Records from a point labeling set
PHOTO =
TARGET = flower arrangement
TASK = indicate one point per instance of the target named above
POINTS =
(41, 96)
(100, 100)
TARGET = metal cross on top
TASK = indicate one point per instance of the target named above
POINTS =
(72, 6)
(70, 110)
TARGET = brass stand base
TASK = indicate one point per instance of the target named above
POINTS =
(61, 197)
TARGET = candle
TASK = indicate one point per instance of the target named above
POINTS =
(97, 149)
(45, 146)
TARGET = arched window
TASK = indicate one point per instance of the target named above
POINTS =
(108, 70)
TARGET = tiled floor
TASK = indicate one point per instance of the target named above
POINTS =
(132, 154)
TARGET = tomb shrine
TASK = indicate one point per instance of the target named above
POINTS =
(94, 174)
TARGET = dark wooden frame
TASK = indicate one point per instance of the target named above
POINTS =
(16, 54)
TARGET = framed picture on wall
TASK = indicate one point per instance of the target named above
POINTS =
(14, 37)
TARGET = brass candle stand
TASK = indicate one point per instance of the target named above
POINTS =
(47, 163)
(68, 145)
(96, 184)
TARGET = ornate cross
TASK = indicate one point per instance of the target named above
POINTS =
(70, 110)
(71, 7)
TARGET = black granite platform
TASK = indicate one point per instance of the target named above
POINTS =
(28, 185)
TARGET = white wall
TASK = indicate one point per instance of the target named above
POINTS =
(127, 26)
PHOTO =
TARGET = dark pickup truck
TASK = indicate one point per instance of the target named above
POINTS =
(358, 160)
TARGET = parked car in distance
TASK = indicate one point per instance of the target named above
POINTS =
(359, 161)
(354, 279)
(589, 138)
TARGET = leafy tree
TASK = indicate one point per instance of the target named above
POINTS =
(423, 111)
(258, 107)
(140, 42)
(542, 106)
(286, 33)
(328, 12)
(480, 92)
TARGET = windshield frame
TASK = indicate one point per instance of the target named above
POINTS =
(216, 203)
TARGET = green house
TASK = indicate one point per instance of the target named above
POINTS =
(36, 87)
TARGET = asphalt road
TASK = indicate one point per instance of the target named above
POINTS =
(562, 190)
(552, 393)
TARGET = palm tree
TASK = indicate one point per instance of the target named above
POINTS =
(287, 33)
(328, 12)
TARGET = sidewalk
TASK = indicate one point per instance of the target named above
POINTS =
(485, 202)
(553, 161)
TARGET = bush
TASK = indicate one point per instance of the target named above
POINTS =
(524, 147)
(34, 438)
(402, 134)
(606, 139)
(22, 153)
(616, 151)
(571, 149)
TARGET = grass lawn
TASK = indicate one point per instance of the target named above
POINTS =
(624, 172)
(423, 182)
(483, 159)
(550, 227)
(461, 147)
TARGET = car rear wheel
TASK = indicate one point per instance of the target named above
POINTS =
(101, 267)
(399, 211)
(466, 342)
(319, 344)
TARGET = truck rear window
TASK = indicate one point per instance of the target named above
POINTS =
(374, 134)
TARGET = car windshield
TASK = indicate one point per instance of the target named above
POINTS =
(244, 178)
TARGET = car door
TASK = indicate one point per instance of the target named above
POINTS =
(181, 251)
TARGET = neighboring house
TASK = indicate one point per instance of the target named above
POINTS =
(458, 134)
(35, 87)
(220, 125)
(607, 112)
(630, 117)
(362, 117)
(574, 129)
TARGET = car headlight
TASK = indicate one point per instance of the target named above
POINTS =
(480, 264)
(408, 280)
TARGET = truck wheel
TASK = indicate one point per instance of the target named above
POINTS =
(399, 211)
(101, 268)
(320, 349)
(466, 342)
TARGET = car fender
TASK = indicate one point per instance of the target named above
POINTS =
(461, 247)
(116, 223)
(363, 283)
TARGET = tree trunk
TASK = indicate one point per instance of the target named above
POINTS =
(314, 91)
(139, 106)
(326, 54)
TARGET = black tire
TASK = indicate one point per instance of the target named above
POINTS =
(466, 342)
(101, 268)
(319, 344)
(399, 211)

Do this: Every record shown above should be written out again exactly.

Response to the task:
PHOTO =
TARGET = flower arrangement
TASK = indicate one point per instance of the target named above
POINTS =
(41, 96)
(100, 100)
TARGET = metal cross on top
TASK = indicate one point per instance of the target named above
POINTS =
(72, 6)
(70, 110)
TARGET = brass stand base
TASK = indicate one point per instance of the target named above
POINTS =
(61, 197)
TARGET = candle
TASK = indicate one point per instance of the target named above
POINTS =
(97, 149)
(45, 146)
TARGET = arched window
TASK = indicate one point per instance of the target named above
POINTS =
(108, 70)
TARGET = tiled floor
TASK = indicate one point per instance of the target named above
POINTS =
(132, 154)
TARGET = tomb shrine
TASK = indicate one point per instance of the target named above
POINTS =
(94, 174)
TARGET = dark wooden frame
TASK = indicate one point per instance of the target named above
POINTS =
(16, 54)
TARGET = framed picture on wall
TASK = indicate one point per instance of the target named above
POINTS =
(14, 37)
TARGET = brass candle stand
TASK = indicate one point per instance of the target named above
POINTS =
(47, 163)
(68, 145)
(96, 184)
TARGET = ornate cross
TASK = indicate one point per instance of the target named above
POINTS =
(70, 110)
(71, 7)
TARGET = black granite platform
TASK = indicate one point per instance of the target named above
POINTS =
(28, 185)
TARGET = white wall
TASK = indicate one point per instance of the target named above
POINTS =
(127, 26)
PHOTO =
TARGET = dark pickup truck
TASK = indicate one point per instance of the target named above
POINTS =
(358, 160)
TARGET = parked car in distance
TASK = indicate one point per instance of the target named above
POINTS =
(359, 161)
(354, 279)
(589, 138)
TARGET = leafy tree
TASK = indicate one point per instance of the target named above
POINTS =
(423, 111)
(258, 107)
(140, 42)
(542, 106)
(286, 33)
(328, 12)
(480, 92)
TARGET = windshield frame
TASK = indicate one point per instance of the target named above
POINTS =
(216, 203)
TARGET = green house
TASK = indicate one point per instance of the target named above
POINTS =
(36, 87)
TARGET = asphalt road
TASK = indicate one point per instance of the target named above
POINTS =
(562, 190)
(552, 393)
TARGET = palm tree
TASK = indicate one point per instance of the target named above
POINTS =
(287, 33)
(328, 12)
TARGET = sidewalk
TASK = indicate one point per instance of the target named above
POINTS =
(485, 202)
(553, 161)
TARGET = bush
TASK = indicate one point per instance of the target named above
POINTS =
(524, 147)
(34, 438)
(402, 134)
(606, 139)
(22, 153)
(616, 151)
(571, 149)
TARGET = grass lawn
TASK = indicate one point per instance of the target named above
POINTS =
(624, 172)
(423, 182)
(483, 159)
(550, 227)
(461, 147)
TARGET = car rear wheel
TASK = indicate one point per instance of the target named above
POINTS =
(101, 267)
(399, 211)
(466, 342)
(319, 344)
TARGET = truck rear window
TASK = indicate one point per instance of the target named above
POINTS =
(374, 134)
TARGET = car windshield
TASK = indicate one point per instance of the target named above
POINTS =
(244, 178)
TARGET = car door
TASK = indicate one point per instance of the target named above
POINTS =
(181, 251)
TARGET = neighboring house
TASK = indicate one point per instance of the target named above
POINTS =
(458, 134)
(35, 87)
(220, 125)
(607, 112)
(630, 117)
(362, 117)
(574, 129)
TARGET = car headlight
TASK = indicate one point per instance of the target named above
POINTS =
(480, 264)
(408, 280)
TARGET = truck wheel
TASK = indicate one point per instance of the target named above
POINTS =
(399, 211)
(101, 268)
(320, 349)
(466, 342)
TARGET = car fender
TASK = indicate one point per instance of the target named above
POINTS =
(461, 247)
(116, 223)
(363, 283)
TARGET = tree trunk
TASK = indicate one point per instance of the target named above
POINTS =
(314, 91)
(139, 106)
(326, 54)
TARGET = black tire
TASK = indicate one point per instance of the target named above
POINTS =
(466, 342)
(101, 268)
(319, 344)
(399, 211)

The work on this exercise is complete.